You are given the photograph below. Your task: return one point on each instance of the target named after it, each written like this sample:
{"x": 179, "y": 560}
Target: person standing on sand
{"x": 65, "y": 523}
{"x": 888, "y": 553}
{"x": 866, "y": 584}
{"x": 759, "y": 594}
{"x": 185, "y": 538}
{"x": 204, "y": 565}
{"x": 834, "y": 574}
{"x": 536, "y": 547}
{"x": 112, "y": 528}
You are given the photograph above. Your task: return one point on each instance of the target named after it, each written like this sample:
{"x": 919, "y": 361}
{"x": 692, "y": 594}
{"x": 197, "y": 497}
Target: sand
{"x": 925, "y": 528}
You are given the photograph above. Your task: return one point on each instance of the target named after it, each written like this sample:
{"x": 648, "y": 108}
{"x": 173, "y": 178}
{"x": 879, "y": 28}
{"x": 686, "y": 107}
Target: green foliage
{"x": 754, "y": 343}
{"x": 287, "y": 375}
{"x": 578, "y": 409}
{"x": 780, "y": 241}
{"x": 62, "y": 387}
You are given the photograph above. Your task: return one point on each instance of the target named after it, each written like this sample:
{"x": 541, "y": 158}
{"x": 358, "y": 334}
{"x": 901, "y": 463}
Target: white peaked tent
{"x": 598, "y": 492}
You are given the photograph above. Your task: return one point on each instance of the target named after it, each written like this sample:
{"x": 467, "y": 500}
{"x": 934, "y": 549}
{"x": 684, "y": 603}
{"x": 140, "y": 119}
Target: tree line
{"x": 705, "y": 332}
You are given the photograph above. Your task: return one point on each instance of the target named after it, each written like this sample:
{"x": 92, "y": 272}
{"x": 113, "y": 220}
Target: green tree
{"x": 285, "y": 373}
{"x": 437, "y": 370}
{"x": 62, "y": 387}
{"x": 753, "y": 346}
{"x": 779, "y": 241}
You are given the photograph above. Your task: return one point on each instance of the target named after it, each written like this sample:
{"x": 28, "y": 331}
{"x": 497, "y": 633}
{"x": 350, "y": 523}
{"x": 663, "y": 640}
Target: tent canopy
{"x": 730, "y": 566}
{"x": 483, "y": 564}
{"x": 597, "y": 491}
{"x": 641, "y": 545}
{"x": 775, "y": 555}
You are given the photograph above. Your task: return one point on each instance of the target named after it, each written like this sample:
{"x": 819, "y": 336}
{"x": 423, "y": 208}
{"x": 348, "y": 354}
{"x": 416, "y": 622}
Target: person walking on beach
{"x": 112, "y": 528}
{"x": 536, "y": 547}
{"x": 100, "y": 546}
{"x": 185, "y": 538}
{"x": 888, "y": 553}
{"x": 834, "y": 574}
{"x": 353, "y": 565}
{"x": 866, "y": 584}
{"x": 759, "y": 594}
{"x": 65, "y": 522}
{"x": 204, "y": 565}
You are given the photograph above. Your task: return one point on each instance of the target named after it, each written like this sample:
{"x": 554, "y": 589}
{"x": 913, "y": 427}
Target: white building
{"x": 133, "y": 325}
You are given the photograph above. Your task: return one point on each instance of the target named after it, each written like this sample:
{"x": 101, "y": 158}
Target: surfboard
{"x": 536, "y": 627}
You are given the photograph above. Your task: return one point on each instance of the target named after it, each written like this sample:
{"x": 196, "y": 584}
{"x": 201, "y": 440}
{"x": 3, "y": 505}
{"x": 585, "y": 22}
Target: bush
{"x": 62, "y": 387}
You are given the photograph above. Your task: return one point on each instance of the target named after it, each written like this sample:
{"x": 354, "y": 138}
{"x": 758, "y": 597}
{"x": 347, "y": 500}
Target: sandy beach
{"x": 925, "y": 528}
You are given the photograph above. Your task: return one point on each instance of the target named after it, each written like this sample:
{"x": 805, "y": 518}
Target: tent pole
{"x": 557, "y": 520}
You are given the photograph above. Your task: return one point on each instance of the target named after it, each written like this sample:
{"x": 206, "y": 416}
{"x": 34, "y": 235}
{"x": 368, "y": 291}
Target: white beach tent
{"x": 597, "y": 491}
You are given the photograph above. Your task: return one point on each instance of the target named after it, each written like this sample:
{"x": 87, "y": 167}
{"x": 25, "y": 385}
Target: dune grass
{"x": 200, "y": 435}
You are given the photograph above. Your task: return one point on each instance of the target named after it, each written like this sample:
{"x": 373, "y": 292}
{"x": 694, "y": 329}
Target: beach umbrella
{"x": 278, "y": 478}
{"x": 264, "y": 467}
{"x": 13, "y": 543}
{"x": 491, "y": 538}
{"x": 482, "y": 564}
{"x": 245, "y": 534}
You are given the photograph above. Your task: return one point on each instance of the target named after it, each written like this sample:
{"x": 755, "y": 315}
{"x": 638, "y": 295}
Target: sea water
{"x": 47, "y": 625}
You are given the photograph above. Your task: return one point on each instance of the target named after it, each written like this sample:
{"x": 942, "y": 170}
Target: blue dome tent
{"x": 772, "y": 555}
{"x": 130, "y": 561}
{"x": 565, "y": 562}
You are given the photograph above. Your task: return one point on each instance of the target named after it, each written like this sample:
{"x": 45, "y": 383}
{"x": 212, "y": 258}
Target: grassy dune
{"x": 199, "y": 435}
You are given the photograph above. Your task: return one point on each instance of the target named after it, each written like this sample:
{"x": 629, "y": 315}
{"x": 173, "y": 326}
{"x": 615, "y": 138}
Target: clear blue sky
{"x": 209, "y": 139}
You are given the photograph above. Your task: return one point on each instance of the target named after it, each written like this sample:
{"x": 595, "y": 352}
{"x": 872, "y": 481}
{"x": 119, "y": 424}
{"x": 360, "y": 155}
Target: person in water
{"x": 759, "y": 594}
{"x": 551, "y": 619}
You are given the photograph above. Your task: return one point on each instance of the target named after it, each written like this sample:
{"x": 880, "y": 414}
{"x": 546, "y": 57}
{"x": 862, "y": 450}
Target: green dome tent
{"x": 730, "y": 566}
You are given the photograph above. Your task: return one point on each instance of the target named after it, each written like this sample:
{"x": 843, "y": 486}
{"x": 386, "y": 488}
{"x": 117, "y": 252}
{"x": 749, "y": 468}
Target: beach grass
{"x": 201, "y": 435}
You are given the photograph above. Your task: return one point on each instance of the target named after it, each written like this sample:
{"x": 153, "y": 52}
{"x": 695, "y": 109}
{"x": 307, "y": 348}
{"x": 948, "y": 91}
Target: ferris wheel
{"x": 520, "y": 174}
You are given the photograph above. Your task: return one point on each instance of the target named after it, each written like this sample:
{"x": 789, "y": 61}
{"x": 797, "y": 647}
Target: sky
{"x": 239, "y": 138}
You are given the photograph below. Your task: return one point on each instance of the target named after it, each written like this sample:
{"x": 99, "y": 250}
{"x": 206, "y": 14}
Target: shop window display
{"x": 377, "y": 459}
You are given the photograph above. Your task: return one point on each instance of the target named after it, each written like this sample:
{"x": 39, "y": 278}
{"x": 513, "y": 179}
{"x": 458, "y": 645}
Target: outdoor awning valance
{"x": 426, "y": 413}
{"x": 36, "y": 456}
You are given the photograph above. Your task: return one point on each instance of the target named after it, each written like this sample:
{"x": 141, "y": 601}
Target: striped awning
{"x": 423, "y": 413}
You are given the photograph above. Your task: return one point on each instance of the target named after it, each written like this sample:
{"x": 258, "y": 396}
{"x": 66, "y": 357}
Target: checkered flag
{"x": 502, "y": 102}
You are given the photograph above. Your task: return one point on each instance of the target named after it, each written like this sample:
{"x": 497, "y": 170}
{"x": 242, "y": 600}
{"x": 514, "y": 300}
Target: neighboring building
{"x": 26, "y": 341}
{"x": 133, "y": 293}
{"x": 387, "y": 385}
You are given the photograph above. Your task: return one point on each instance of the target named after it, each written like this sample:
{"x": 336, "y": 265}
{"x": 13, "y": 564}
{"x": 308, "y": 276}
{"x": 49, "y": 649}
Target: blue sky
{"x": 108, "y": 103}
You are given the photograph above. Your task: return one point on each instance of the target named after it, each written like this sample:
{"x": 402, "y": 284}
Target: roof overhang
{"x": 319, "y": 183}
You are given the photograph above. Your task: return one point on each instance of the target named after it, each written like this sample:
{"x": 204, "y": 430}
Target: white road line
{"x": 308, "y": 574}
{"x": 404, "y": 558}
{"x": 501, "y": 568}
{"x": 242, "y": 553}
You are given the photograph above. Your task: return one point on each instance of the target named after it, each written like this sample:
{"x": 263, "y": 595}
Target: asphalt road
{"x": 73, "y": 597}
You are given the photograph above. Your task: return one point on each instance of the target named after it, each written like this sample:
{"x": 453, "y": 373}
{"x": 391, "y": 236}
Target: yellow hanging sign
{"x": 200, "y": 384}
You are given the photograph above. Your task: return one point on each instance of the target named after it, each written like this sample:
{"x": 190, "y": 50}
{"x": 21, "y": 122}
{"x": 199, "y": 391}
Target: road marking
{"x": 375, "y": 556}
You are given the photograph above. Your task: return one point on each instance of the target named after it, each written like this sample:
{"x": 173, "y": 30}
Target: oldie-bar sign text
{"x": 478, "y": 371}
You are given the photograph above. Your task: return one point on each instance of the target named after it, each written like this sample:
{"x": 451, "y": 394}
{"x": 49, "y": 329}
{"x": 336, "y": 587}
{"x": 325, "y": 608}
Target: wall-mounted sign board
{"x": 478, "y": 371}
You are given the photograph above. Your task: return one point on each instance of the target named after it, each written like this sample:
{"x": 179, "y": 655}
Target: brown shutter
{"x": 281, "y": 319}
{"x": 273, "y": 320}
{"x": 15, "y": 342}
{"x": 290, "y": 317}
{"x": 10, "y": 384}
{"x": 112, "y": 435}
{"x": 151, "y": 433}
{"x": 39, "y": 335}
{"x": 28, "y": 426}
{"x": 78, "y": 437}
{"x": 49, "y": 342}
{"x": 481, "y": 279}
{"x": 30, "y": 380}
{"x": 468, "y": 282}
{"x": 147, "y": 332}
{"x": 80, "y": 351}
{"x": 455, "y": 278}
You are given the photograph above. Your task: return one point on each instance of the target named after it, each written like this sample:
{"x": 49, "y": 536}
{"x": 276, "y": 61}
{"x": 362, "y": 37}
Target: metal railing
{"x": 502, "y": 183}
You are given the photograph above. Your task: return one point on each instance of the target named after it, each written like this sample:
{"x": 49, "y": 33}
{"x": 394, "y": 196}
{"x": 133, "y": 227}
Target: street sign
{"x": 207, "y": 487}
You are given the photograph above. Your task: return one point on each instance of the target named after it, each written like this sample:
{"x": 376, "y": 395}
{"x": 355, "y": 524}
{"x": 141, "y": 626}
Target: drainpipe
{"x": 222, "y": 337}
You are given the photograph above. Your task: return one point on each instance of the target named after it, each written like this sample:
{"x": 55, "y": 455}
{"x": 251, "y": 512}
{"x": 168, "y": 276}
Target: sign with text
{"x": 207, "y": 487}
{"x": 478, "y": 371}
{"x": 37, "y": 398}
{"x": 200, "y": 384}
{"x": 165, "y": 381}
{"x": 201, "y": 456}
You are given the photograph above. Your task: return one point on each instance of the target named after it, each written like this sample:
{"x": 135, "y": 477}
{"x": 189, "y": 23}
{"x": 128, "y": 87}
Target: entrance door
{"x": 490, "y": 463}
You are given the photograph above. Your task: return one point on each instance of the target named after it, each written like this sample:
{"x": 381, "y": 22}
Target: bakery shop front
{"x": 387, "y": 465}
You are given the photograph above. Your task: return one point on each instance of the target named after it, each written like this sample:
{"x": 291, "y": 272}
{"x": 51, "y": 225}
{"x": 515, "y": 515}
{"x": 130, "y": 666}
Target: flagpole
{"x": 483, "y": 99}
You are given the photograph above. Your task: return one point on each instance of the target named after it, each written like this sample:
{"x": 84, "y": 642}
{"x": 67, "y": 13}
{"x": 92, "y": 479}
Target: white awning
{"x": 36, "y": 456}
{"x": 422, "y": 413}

**WORK TO BE COMPLETED:**
Which lines in the records above contain the word "person"? Gather every one of them and copy each line in full.

**EXERCISE OUTPUT:**
Target: person standing on sand
Target: person walking on beach
Target: person in water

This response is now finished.